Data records
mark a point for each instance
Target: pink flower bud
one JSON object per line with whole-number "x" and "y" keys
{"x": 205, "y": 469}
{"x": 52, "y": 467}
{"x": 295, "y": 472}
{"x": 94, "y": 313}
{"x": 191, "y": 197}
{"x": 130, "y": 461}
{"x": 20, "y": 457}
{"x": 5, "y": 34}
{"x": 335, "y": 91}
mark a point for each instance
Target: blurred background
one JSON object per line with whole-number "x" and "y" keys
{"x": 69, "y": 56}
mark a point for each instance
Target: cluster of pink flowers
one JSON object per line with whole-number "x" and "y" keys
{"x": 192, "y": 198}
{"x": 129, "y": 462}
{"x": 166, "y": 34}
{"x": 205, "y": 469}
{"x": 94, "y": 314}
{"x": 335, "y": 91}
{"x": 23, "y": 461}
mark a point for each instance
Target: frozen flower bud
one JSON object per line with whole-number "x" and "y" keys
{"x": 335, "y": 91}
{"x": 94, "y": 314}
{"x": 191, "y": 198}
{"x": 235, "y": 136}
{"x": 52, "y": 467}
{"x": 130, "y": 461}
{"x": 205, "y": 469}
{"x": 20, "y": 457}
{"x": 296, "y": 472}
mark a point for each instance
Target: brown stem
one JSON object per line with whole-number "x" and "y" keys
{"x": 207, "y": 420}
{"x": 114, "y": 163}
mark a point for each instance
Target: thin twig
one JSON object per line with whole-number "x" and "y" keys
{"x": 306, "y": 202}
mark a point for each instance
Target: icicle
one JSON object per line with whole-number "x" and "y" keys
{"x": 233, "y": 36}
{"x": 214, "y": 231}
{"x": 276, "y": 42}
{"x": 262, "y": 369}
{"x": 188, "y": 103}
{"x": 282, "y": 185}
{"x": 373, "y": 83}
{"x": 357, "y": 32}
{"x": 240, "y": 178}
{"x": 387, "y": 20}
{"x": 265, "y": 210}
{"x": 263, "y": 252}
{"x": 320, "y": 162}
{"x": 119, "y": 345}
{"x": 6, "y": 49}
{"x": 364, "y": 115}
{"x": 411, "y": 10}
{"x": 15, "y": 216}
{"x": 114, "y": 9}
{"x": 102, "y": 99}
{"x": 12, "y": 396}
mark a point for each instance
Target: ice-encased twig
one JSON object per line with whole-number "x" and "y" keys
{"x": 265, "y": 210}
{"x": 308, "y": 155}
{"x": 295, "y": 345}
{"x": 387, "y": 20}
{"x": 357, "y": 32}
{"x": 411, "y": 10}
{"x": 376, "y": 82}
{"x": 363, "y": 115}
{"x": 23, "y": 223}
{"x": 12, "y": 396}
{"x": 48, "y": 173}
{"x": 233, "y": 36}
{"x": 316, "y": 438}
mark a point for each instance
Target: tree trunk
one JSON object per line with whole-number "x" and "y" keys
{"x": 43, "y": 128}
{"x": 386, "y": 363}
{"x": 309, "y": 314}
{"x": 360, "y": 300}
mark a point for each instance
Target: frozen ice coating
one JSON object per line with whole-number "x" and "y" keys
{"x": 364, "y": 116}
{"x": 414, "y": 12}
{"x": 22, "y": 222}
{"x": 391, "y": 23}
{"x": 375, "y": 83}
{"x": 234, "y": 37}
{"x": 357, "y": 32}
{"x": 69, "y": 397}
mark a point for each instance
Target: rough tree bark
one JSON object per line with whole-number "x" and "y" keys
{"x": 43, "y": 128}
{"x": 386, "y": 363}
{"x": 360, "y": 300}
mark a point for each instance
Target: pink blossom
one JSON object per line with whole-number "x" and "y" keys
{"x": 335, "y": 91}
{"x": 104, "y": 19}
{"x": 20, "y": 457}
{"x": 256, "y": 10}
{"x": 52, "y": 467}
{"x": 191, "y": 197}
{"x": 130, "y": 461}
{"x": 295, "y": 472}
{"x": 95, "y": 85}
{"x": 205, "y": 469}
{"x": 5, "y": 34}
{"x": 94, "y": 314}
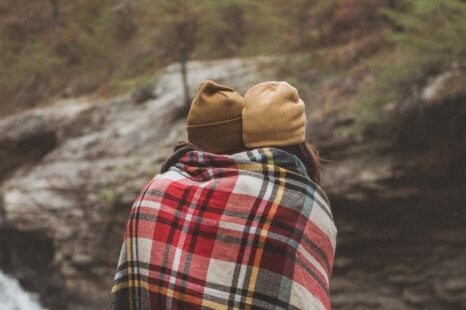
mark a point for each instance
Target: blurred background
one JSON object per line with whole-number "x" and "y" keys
{"x": 94, "y": 94}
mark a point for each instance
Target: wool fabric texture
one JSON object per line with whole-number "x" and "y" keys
{"x": 273, "y": 115}
{"x": 243, "y": 231}
{"x": 214, "y": 120}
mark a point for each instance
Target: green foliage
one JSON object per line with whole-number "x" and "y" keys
{"x": 429, "y": 37}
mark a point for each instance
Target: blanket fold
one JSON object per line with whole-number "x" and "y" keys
{"x": 242, "y": 231}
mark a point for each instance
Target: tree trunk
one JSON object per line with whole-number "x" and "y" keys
{"x": 184, "y": 79}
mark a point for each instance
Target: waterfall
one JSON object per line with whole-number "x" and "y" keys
{"x": 13, "y": 297}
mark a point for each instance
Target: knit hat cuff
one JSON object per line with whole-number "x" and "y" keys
{"x": 216, "y": 123}
{"x": 219, "y": 137}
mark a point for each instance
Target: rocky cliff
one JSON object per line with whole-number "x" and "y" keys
{"x": 70, "y": 172}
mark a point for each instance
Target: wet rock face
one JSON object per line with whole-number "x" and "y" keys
{"x": 69, "y": 174}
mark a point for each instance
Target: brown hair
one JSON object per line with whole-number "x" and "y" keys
{"x": 309, "y": 157}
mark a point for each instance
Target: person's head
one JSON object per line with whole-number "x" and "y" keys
{"x": 214, "y": 121}
{"x": 273, "y": 116}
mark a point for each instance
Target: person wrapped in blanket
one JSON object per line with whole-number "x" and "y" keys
{"x": 235, "y": 219}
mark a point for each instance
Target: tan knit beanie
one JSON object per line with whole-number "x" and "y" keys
{"x": 273, "y": 115}
{"x": 214, "y": 120}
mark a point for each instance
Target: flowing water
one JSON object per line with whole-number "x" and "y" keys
{"x": 13, "y": 297}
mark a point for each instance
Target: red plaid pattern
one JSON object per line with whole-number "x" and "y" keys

[What to produce] Give every line above again exactly, omitting whatever pictures appear.

[Result]
mark a point for each instance
Target: pink flower bud
one JSON object per line with whole-number "x" and "y" keys
{"x": 205, "y": 469}
{"x": 52, "y": 467}
{"x": 295, "y": 472}
{"x": 94, "y": 313}
{"x": 191, "y": 197}
{"x": 130, "y": 461}
{"x": 20, "y": 457}
{"x": 5, "y": 34}
{"x": 335, "y": 91}
mark a point for each instance
Target: blurred background
one JSON object per line with whole-number "x" and "y" keys
{"x": 69, "y": 56}
mark a point for each instance
Target: cluster of pink flowers
one JSON object per line with whole-number "x" and "y" keys
{"x": 192, "y": 198}
{"x": 129, "y": 462}
{"x": 166, "y": 34}
{"x": 205, "y": 469}
{"x": 94, "y": 314}
{"x": 335, "y": 91}
{"x": 23, "y": 461}
mark a point for each instance
Target: frozen flower bud
one JSON object per line with whole-number "x" and "y" keys
{"x": 335, "y": 91}
{"x": 94, "y": 314}
{"x": 191, "y": 198}
{"x": 235, "y": 136}
{"x": 52, "y": 467}
{"x": 130, "y": 461}
{"x": 205, "y": 469}
{"x": 20, "y": 457}
{"x": 296, "y": 472}
mark a point for each instance
Target: brown stem
one JSON object per line with whole-number "x" and "y" keys
{"x": 207, "y": 420}
{"x": 114, "y": 163}
mark a point for each instance
Target: thin twig
one JSON object per line with whole-number "x" and "y" keys
{"x": 306, "y": 202}
mark a point for each instance
Target: icicle
one JSON object per line with whole-number "x" and "y" keys
{"x": 233, "y": 36}
{"x": 214, "y": 231}
{"x": 276, "y": 42}
{"x": 262, "y": 369}
{"x": 188, "y": 103}
{"x": 282, "y": 185}
{"x": 373, "y": 83}
{"x": 357, "y": 32}
{"x": 240, "y": 178}
{"x": 387, "y": 20}
{"x": 265, "y": 210}
{"x": 263, "y": 252}
{"x": 320, "y": 162}
{"x": 119, "y": 345}
{"x": 6, "y": 49}
{"x": 364, "y": 115}
{"x": 411, "y": 10}
{"x": 15, "y": 216}
{"x": 114, "y": 9}
{"x": 102, "y": 99}
{"x": 12, "y": 396}
mark a point for each instance
Target: ice-encased twig
one JSON object per line with whole-number "x" and "y" keys
{"x": 265, "y": 210}
{"x": 308, "y": 155}
{"x": 295, "y": 345}
{"x": 387, "y": 20}
{"x": 357, "y": 32}
{"x": 411, "y": 10}
{"x": 376, "y": 82}
{"x": 363, "y": 115}
{"x": 23, "y": 223}
{"x": 12, "y": 396}
{"x": 48, "y": 173}
{"x": 233, "y": 36}
{"x": 316, "y": 438}
mark a point for each instance
Target: tree trunk
one JSON object per line with whole-number "x" and "y" keys
{"x": 43, "y": 128}
{"x": 386, "y": 363}
{"x": 309, "y": 314}
{"x": 360, "y": 300}
mark a point for each instance
Target: frozen ice coating
one JSON object per line with whole-number "x" and "y" keys
{"x": 364, "y": 116}
{"x": 414, "y": 12}
{"x": 22, "y": 222}
{"x": 391, "y": 23}
{"x": 375, "y": 83}
{"x": 234, "y": 37}
{"x": 357, "y": 32}
{"x": 69, "y": 397}
mark a point for each instance
Target: rough tree bark
one JSON object per line with whole-number "x" and "y" keys
{"x": 43, "y": 128}
{"x": 386, "y": 363}
{"x": 360, "y": 300}
mark a point for each instance
Target: pink blossom
one JSON object per line with whole-number "x" and "y" keys
{"x": 335, "y": 91}
{"x": 104, "y": 19}
{"x": 20, "y": 457}
{"x": 256, "y": 10}
{"x": 52, "y": 467}
{"x": 191, "y": 197}
{"x": 130, "y": 461}
{"x": 295, "y": 472}
{"x": 95, "y": 85}
{"x": 205, "y": 469}
{"x": 5, "y": 34}
{"x": 94, "y": 314}
mark a point for each instance
Target: blurred background
one JSON object per line with whole-number "x" and "y" keys
{"x": 94, "y": 94}
mark a point for each instance
Target: wool fabric texture
one JSON object per line with whole-number "x" and "y" keys
{"x": 273, "y": 115}
{"x": 243, "y": 231}
{"x": 214, "y": 120}
mark a point for each instance
Target: green foliage
one JSON object per line with whole-number "x" and "y" keys
{"x": 429, "y": 37}
mark a point for each instance
Target: blanket fold
one JSON object per line with whole-number "x" and "y" keys
{"x": 242, "y": 231}
mark a point for each instance
Target: tree trunk
one JSON object per line with whole-number "x" and "y" keys
{"x": 184, "y": 79}
mark a point for each instance
Target: waterfall
one JSON object per line with whole-number "x" and "y" keys
{"x": 13, "y": 297}
mark a point for each instance
Target: knit hat cuff
one JSON object per line with whole-number "x" and "y" keys
{"x": 216, "y": 123}
{"x": 219, "y": 137}
mark a point for each instance
Target: rocky cliff
one JSON object per line with whole-number "x" and "y" keys
{"x": 70, "y": 172}
mark a point for each instance
Target: wet rock face
one JSON object per line with whole-number "x" and "y" keys
{"x": 69, "y": 174}
mark a point for each instance
Target: brown hair
one JSON object per line with whole-number "x" and "y" keys
{"x": 309, "y": 157}
mark a point for each instance
Target: person's head
one JSON object per line with whole-number "x" and "y" keys
{"x": 214, "y": 121}
{"x": 273, "y": 116}
mark a point for each instance
Target: person wrapped in blanket
one JSON object per line with whole-number "x" and "y" keys
{"x": 235, "y": 219}
mark a point for each instance
Target: tan knit beanie
one JSON object per line with whole-number "x" and "y" keys
{"x": 273, "y": 115}
{"x": 214, "y": 120}
mark a point for each instance
Target: flowing water
one JSON object per line with whole-number "x" and "y" keys
{"x": 13, "y": 297}
mark a point for each instance
Target: red plaid pattern
one JSON object per line with whole-number "x" and "y" keys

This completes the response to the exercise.